▶ STATED PROBLEM
Edit the rows below, from the line containing "staircase in the photo above." down through the line containing "woman in the photo above.", by replacing "occupancy model" with "detection model" and changing nothing else. Give back only those lines.

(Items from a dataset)
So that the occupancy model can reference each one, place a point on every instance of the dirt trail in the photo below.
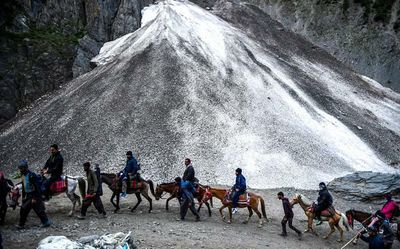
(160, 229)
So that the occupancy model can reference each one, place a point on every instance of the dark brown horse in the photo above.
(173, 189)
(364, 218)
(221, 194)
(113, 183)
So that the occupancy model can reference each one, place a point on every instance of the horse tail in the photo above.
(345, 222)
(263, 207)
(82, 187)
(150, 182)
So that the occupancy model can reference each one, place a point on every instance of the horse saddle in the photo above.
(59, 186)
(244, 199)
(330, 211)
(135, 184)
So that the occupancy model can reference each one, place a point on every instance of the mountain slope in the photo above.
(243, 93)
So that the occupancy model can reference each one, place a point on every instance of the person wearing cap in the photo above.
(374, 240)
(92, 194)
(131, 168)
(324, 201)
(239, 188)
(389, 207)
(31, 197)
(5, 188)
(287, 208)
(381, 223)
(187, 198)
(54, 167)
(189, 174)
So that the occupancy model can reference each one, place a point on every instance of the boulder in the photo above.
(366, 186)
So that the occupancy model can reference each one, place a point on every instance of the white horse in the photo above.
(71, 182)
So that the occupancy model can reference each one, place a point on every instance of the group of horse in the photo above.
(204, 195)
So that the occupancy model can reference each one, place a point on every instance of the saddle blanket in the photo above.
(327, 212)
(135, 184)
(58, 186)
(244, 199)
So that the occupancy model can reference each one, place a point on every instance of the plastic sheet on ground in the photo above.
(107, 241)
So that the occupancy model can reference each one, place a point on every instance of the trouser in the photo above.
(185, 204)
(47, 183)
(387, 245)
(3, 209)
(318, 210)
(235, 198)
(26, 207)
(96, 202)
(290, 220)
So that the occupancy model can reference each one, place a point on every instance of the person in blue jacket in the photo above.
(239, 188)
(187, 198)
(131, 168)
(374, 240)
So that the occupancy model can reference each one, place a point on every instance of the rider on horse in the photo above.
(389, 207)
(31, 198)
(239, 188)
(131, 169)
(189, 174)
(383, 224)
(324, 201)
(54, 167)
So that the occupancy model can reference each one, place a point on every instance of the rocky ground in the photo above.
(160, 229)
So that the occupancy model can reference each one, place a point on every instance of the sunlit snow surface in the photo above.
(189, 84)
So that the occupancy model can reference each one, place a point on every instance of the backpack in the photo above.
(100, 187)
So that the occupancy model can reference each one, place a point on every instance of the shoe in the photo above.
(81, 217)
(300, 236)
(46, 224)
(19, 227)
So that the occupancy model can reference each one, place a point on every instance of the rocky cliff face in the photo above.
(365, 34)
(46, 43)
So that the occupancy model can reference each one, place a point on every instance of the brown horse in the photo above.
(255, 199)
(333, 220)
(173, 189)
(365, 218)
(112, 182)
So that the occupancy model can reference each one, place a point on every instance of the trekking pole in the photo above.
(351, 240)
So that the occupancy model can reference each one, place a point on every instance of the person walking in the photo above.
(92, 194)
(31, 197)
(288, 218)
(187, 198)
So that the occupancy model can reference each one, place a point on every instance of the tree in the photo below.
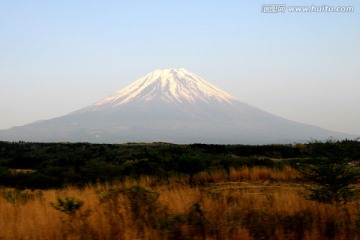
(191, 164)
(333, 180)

---

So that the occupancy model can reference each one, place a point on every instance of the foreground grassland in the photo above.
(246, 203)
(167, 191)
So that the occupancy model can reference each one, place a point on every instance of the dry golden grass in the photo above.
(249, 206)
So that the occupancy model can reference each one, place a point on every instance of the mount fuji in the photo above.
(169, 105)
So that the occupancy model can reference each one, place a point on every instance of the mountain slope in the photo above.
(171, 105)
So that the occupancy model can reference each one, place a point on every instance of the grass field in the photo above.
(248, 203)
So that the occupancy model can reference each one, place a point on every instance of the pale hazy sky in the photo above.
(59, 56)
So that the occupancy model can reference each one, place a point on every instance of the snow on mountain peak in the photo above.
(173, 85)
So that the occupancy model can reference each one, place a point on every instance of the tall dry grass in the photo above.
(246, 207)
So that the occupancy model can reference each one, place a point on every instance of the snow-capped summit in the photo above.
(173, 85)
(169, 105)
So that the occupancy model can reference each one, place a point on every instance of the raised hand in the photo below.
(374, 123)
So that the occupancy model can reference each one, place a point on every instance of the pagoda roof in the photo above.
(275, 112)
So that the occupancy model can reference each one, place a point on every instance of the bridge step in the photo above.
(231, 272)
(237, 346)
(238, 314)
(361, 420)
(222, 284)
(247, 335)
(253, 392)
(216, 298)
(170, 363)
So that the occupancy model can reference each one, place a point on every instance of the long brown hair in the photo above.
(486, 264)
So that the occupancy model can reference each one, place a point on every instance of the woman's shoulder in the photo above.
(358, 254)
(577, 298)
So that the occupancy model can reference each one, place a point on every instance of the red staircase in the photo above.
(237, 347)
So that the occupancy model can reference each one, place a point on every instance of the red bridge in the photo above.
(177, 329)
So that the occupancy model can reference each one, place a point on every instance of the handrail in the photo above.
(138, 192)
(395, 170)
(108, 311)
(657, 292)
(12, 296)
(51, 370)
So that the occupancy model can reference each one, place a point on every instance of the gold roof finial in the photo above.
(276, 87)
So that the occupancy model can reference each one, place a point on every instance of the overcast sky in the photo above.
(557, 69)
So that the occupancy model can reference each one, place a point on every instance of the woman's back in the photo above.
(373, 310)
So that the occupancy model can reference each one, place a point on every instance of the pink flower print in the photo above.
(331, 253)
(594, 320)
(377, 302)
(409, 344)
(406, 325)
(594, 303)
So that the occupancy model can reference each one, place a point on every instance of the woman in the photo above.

==

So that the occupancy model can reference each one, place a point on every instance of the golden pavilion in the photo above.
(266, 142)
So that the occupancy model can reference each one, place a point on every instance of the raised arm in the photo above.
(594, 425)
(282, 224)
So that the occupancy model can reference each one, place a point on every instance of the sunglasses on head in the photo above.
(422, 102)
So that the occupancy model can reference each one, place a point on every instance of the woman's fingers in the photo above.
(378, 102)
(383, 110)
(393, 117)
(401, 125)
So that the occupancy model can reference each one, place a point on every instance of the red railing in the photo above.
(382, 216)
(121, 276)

▶ TASK RESPONSE
So that the detection model can reference each one, place a point on every instance of the red staircase in the photo above.
(237, 347)
So that the detection model can reference each one, place a point on every instance of the red bridge in the photo above.
(177, 329)
So that the detection model can reference each one, place a point on every instance of the handrail in the photo above.
(138, 192)
(395, 170)
(108, 311)
(657, 292)
(12, 296)
(51, 370)
So that the detection model can reference each one, place a point on every instance of the gold roof finial in the photo above.
(276, 87)
So that the detection model can reference each one, place a point on every instance of the overcast sky in the photo above.
(557, 69)
So that the detection model can reference each one, place a point on every instance of the woman's back in the photo above.
(373, 310)
So that the detection model can reference each one, place a point on every instance of the pink flower print in the photo above.
(331, 253)
(594, 320)
(377, 302)
(409, 344)
(406, 325)
(594, 303)
So that the detection model can reference each one, place a point on every instance of the woman in the photo above.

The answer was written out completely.